What the task requires: Each line at or after the one containing "Exercise. Mark the black" should be transcribed exactly, up to and including the final line of the data.

[Opening Data section]

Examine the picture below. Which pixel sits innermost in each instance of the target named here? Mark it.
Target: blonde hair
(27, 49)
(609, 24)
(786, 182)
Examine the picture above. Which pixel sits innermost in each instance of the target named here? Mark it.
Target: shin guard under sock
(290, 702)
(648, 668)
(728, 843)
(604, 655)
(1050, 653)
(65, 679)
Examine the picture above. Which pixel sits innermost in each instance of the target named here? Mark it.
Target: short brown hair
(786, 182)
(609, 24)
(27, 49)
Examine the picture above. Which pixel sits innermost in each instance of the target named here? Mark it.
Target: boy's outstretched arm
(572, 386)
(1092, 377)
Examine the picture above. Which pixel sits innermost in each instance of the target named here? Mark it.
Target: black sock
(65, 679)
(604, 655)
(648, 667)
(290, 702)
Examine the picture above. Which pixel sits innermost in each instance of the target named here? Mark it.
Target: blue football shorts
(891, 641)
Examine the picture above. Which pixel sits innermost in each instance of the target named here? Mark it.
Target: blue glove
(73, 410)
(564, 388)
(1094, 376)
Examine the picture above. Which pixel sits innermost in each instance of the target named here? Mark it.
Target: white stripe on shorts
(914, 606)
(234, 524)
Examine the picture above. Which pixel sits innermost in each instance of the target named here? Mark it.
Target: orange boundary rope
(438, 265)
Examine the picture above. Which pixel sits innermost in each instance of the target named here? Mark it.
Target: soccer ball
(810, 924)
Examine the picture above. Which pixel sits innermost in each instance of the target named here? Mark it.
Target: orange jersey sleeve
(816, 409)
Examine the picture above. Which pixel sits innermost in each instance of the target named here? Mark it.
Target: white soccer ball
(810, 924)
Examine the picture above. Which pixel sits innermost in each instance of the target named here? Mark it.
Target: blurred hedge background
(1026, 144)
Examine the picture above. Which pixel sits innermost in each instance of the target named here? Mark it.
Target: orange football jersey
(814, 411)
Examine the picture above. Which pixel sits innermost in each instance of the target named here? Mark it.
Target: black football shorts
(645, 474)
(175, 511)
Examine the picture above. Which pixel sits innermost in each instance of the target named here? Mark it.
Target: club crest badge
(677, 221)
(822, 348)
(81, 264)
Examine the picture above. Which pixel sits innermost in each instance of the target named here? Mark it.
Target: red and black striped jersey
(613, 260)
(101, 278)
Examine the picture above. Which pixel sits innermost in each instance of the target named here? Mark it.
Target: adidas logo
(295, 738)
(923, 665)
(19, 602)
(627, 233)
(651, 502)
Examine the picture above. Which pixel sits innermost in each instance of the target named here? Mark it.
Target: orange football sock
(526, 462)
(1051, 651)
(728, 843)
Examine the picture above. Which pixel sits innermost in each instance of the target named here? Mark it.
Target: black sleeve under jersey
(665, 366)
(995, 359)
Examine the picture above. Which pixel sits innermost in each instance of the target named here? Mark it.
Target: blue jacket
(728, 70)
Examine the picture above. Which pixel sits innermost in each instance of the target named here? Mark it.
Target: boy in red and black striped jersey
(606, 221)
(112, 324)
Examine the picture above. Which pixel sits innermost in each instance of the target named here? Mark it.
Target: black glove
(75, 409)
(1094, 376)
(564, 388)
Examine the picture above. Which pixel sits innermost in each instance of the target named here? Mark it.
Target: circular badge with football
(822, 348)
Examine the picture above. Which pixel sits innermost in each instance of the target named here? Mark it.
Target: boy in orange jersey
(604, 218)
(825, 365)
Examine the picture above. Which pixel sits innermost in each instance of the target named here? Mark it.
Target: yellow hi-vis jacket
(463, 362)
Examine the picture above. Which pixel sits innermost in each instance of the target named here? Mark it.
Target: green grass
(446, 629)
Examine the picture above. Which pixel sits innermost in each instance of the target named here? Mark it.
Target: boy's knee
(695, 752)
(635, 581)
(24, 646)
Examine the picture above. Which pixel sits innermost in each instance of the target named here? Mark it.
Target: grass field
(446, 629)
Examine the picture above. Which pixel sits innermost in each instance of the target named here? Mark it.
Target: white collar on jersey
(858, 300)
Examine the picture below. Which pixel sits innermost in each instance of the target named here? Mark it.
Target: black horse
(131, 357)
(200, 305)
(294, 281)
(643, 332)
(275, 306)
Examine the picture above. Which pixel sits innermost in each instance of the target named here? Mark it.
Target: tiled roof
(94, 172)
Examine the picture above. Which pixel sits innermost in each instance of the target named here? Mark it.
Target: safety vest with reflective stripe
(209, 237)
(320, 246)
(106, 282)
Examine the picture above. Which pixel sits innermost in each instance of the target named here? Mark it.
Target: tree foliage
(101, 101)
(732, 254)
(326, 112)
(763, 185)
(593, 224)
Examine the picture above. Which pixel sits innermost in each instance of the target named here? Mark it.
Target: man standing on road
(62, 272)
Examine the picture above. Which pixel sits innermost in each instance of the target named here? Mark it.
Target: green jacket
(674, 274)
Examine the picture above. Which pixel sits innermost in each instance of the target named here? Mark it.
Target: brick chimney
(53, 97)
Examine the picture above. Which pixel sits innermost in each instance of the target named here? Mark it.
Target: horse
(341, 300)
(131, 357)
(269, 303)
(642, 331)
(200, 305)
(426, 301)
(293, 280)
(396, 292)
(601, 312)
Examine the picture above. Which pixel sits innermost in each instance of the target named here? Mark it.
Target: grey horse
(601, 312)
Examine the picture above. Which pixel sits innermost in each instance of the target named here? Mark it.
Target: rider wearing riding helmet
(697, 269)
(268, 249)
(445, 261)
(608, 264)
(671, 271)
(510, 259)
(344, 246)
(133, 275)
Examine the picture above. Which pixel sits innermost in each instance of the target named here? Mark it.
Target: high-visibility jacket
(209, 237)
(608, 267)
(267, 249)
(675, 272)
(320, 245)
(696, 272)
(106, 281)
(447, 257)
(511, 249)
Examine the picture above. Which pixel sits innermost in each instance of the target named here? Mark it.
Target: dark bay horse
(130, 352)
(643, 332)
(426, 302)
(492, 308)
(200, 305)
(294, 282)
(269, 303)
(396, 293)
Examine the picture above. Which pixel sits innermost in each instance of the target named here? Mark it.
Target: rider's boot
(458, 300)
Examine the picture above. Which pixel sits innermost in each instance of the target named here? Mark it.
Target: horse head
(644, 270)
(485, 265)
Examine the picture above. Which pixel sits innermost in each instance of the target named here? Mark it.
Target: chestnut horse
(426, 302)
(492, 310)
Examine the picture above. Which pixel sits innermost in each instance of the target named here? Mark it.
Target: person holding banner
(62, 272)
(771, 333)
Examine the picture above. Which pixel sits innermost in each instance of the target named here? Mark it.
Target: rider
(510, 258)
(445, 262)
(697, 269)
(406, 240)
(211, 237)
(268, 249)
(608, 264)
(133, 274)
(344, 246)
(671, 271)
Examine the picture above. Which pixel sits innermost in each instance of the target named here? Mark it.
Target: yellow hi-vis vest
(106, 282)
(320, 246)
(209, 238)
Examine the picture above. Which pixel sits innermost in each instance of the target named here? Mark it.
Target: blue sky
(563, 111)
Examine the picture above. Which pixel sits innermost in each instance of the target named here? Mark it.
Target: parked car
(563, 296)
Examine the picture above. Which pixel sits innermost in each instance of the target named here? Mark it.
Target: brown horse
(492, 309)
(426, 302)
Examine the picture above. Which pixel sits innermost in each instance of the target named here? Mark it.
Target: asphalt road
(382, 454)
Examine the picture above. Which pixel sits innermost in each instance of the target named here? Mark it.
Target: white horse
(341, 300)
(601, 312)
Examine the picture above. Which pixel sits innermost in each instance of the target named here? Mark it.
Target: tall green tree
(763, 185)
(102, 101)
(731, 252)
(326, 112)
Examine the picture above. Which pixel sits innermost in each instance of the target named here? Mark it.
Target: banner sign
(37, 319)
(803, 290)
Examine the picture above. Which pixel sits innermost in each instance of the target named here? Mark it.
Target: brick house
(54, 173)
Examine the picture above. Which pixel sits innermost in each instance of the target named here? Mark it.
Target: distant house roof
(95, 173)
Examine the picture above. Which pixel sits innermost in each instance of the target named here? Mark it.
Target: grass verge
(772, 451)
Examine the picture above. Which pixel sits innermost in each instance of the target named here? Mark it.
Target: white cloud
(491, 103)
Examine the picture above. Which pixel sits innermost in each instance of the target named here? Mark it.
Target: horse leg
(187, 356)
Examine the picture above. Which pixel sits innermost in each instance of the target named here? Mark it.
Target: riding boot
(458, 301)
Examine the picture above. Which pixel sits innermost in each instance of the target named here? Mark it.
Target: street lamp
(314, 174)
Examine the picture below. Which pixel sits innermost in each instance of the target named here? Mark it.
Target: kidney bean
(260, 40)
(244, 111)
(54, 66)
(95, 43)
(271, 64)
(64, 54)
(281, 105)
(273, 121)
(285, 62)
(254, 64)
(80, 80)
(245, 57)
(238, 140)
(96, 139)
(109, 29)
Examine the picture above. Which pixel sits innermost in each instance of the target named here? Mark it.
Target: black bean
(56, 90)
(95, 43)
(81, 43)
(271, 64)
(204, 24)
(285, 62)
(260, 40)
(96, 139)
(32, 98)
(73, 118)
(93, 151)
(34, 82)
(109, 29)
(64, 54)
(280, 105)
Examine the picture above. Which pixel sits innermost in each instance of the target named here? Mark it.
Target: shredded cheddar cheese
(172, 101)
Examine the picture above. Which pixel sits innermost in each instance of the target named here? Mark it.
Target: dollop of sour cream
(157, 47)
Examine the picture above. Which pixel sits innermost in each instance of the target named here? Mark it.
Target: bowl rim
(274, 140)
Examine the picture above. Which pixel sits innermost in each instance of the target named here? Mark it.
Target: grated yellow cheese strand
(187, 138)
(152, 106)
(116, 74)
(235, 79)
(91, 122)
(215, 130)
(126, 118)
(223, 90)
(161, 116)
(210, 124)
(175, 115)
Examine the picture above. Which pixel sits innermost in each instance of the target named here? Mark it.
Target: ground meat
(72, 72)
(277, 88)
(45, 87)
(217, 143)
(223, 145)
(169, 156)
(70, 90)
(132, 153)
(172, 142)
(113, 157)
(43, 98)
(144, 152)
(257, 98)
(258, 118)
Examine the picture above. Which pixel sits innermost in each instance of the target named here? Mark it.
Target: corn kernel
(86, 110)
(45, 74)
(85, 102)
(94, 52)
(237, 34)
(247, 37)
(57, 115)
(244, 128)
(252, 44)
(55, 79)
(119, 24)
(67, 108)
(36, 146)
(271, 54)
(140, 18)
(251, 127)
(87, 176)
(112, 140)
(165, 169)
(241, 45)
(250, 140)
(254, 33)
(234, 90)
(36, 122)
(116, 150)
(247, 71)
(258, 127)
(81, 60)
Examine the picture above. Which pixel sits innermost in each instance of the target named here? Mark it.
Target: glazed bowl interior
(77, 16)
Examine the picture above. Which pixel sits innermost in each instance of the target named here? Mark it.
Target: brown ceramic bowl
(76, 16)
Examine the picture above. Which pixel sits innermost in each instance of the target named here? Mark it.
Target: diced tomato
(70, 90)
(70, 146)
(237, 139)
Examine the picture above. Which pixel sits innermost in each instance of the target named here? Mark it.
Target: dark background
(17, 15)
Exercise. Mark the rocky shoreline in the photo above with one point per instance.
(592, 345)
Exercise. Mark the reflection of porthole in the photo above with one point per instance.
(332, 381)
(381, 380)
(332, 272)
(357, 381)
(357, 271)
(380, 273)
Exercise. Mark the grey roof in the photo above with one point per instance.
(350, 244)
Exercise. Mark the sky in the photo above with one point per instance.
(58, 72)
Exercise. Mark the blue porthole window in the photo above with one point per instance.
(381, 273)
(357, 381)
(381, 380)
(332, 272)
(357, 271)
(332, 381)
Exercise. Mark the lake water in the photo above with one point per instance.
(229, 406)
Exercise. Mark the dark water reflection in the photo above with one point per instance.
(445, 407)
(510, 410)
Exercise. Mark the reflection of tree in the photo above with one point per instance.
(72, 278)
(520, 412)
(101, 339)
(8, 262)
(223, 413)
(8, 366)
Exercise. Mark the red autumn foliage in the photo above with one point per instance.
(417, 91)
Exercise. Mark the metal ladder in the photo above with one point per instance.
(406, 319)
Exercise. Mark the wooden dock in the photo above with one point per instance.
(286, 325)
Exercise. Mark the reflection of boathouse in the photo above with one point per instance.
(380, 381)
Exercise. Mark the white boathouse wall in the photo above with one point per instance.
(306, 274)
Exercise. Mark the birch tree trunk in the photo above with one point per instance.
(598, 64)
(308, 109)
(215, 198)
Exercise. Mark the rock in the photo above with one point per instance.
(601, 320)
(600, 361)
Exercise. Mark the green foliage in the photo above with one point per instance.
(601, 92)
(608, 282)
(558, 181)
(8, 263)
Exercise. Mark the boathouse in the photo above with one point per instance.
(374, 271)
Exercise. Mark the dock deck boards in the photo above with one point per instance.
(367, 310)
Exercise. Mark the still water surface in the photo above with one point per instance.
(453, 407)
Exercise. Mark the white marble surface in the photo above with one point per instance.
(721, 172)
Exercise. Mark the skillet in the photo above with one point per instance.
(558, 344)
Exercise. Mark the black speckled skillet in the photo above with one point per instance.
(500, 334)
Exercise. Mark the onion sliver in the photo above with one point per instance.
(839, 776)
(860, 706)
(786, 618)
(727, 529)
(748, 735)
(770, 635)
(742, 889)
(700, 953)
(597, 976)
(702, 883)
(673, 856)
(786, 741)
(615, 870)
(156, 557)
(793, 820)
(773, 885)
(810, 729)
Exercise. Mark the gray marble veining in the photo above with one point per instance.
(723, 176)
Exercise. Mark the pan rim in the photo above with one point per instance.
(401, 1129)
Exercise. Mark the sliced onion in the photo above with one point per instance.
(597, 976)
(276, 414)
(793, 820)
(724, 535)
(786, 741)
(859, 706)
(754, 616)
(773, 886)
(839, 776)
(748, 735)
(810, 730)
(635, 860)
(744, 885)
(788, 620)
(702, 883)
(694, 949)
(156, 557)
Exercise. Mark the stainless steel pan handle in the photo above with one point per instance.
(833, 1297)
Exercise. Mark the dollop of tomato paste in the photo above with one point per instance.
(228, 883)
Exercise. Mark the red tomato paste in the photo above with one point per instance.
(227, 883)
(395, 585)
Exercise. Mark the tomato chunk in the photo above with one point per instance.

[Closing Data section]

Answer space:
Exercise. Mark the black speckled skillet in the photo above with one point per instance.
(500, 334)
Exercise. Mark the onion sliver in the photo above with one point per instance.
(839, 776)
(860, 706)
(786, 618)
(727, 529)
(748, 735)
(770, 635)
(742, 889)
(700, 953)
(597, 976)
(702, 883)
(673, 856)
(786, 741)
(615, 870)
(156, 557)
(793, 820)
(773, 885)
(810, 729)
Exercise. Mark the gray marble veining in the photo above with one point per instance.
(723, 176)
Exercise. Mark the pan rim in the photo above with one point per instance.
(401, 1129)
Exercise. Mark the sliced onion in the photo above with one point per instance.
(597, 976)
(276, 414)
(793, 820)
(724, 535)
(786, 741)
(859, 706)
(754, 616)
(773, 886)
(839, 776)
(748, 735)
(810, 730)
(635, 860)
(744, 885)
(788, 620)
(702, 883)
(694, 949)
(156, 557)
Exercise. Mark the stainless steel pan handle in the photo above with one point per instance.
(833, 1297)
Exercise. Mark the dollop of tomato paste in the photo above with one point per instance.
(228, 883)
Exercise. Mark the red tomato paste in the photo above with one point per instance.
(227, 883)
(395, 585)
Exercise. Mark the tomato chunk in the photo above with one point per instance.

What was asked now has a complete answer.